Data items
● ● ●
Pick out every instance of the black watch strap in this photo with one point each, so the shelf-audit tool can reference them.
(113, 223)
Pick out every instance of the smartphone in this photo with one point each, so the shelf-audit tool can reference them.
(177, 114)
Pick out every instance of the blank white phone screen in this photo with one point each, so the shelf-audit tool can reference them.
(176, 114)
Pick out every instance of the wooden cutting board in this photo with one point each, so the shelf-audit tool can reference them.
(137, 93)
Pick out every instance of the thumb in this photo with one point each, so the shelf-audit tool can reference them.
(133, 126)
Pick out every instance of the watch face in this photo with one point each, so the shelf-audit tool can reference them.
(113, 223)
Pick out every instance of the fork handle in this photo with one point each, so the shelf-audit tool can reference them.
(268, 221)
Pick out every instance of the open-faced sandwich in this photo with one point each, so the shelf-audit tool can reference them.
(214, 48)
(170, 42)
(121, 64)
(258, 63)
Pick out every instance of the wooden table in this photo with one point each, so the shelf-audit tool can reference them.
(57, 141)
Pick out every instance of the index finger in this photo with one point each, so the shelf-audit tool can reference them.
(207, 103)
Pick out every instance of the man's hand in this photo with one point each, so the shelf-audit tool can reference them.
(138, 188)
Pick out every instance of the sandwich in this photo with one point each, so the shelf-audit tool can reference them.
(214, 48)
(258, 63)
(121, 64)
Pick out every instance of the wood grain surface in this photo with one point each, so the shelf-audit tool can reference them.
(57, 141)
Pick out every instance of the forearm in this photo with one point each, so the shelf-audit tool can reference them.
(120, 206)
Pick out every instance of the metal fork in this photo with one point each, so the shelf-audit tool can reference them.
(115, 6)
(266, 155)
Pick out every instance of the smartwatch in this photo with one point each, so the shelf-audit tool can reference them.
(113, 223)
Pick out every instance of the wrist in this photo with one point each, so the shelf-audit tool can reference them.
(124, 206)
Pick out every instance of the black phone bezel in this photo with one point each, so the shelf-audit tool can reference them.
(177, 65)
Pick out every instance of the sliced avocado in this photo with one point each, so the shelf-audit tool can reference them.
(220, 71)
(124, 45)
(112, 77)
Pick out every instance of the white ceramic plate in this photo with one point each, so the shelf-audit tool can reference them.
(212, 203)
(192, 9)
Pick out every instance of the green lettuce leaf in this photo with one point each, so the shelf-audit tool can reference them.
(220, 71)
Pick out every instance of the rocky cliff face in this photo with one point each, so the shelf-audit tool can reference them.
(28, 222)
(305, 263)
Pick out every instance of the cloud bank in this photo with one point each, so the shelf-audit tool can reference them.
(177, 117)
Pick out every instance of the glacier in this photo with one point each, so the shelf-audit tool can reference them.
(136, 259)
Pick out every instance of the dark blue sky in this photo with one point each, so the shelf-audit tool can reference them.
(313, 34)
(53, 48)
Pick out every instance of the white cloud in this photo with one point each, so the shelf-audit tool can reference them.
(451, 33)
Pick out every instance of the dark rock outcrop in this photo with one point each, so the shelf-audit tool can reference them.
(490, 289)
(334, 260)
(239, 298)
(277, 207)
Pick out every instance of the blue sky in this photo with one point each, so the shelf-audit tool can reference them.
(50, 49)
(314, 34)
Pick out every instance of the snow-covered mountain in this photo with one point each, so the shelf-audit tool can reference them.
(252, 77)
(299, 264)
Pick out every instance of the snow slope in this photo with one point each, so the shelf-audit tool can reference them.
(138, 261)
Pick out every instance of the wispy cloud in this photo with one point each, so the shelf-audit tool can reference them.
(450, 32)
● ● ●
Transcribe the entries above, every line exactly as it reads.

Pick out every instance of the black watch strap in this photo with one point each, so the shelf-audit tool can reference them.
(113, 223)
Pick out every instance of the smartphone in this photo with one point each, so the shelf-audit tool can reference them.
(177, 114)
Pick out every instance of the blank white phone screen in this photo with one point each, so the shelf-audit tool can reference them.
(176, 114)
Pick out every instance of the wooden cutting board in this photo with one point each, so the shelf-audit tool can reference them.
(137, 93)
Pick out every instance of the thumb in this photo with one point each, so the shelf-audit tool can reference them.
(133, 126)
Pick out every instance of the watch face in this photo with one point each, so the shelf-audit tool can reference them.
(113, 223)
Pick out every instance of the fork handle in this photo with one point each, so the shelf-audit tool can reference them.
(268, 221)
Pick out every instance of the open-faced sandwich in this photo with one point each, so the shelf-audit tool can reference them.
(214, 48)
(170, 42)
(121, 64)
(258, 63)
Pick out every instance of the wooden table in this photo with one point each, so the shelf-audit tool can reference them.
(57, 141)
Pick out every instance of the index finger in this photo with one point each, so the shelf-audit tool can reference them.
(207, 103)
Pick out every instance of the man's hand in this photo with one point each, so the shelf-audit tool can reference them.
(138, 188)
Pick out every instance of the sandwich in this photo with one point each, so the shelf-audit tool can reference them.
(214, 48)
(258, 63)
(121, 64)
Pick out every instance of the wood grain surface in this photo with one point each, so the shelf-audit tool can reference them.
(57, 141)
Pick out every instance of the forearm in this photo with one point each, so the shelf-audit tool can reference them.
(120, 206)
Pick out every instance of the metal fork in this photo with one point each, so the shelf-audit tool can reference them.
(115, 6)
(266, 155)
Pick out every instance of the smartwatch in this photo with one point each, so the shelf-audit tool can reference them.
(113, 223)
Pick out every instance of the wrist in this photo with one point each, so the shelf-audit tool can reference them.
(124, 206)
Pick out every instance of the black phone bezel in this photo with one point each, so the shelf-audit tool can reference them.
(177, 65)
Pick out every instance of the sliced avocado in this photo with one point each, so the shelf-audit tool can reference them.
(220, 71)
(124, 45)
(112, 77)
Pick out every instance of the white ceramic plate in this photo with one point each, so the shelf-audit tool can reference them.
(212, 203)
(192, 9)
Pick out every instance of the green lettuce leaf in this photo with one point each, so the shelf-audit tool can reference them.
(220, 71)
Pick out every instance of the rocky cliff face in this photo with one point each, so the shelf-audit tool can reference them.
(28, 222)
(305, 263)
Pick out every instance of the cloud bank in this photo with one point each, so the shelf-audit tool can reference them.
(177, 117)
Pick out every instance of the glacier in this photo with one point each, so the shelf-audit tool can reference them.
(136, 259)
Pick out every instance of the dark blue sky in this photo with one point each, so the shelf-audit tool can reference them.
(313, 34)
(53, 48)
Pick out every instance of the white cloud in this photo with one point each, so the shelf-audit tool can reference them.
(451, 33)
Pick out every instance of the dark rock outcrop in this photo with one point each, so the shelf-audit tool can reference them.
(490, 289)
(334, 260)
(239, 298)
(277, 207)
Pick out every instance of the blue sky in this photo with one point each, so the shelf-audit tool can reference them.
(50, 49)
(314, 34)
Pick out every instance of the snow-covered mountain in this photo with one point each, so the shelf-audit tool can reference them.
(252, 77)
(299, 264)
Pick out every instance of the snow slope in this photo with one point each, so the shelf-audit tool can reference them.
(138, 261)
Pick out every instance of the wispy cloud in this photo with one point each, so the shelf-audit tool can reference them.
(450, 32)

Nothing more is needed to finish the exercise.